### PROBLEM
Please copy every line from the following entries in which the word "plant" appears.
────
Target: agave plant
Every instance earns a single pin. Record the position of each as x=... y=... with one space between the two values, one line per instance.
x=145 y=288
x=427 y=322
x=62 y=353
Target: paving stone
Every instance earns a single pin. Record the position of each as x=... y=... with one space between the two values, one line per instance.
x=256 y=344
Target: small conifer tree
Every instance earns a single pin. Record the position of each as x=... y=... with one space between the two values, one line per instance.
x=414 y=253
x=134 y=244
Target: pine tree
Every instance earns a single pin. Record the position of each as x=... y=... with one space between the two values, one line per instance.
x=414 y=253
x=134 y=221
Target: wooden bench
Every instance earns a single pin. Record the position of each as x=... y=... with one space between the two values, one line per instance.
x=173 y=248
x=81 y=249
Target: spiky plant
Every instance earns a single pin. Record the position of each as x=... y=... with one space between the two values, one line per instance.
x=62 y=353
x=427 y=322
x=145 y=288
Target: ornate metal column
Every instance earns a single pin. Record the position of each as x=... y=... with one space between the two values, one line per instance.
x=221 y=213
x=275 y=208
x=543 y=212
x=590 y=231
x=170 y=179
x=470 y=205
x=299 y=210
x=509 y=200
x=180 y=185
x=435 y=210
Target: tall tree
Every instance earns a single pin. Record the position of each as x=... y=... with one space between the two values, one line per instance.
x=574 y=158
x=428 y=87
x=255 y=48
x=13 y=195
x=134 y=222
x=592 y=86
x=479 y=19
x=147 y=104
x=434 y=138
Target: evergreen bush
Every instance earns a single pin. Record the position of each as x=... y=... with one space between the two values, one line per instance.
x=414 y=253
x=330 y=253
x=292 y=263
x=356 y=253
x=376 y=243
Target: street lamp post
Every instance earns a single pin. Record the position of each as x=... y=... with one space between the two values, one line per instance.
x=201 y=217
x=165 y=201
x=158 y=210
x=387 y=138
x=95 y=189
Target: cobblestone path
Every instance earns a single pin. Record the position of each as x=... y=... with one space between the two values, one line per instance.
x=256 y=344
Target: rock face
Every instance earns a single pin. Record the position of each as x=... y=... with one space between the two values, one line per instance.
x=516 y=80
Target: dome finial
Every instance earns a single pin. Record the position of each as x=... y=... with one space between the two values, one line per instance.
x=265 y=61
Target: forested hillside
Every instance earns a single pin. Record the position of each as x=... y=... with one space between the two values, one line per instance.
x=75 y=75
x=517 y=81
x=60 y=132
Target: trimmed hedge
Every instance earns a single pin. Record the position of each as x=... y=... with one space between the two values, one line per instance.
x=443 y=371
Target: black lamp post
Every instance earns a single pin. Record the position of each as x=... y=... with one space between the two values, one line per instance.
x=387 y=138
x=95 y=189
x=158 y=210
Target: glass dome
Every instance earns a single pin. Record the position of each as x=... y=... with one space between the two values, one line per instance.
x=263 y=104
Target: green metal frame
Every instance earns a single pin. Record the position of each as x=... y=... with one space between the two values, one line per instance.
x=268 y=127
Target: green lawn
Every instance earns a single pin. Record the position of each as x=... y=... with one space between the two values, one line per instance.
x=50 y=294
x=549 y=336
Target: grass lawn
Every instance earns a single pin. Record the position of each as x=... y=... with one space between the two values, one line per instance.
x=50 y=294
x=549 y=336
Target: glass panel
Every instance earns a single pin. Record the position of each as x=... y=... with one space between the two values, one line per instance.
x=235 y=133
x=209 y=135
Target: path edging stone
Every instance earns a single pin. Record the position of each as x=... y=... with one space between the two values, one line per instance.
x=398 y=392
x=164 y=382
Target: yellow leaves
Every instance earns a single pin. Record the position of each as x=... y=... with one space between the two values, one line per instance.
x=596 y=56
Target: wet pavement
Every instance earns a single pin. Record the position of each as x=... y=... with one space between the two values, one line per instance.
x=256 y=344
────
### TASK RESULT
Target: agave plant
Target: spiky plant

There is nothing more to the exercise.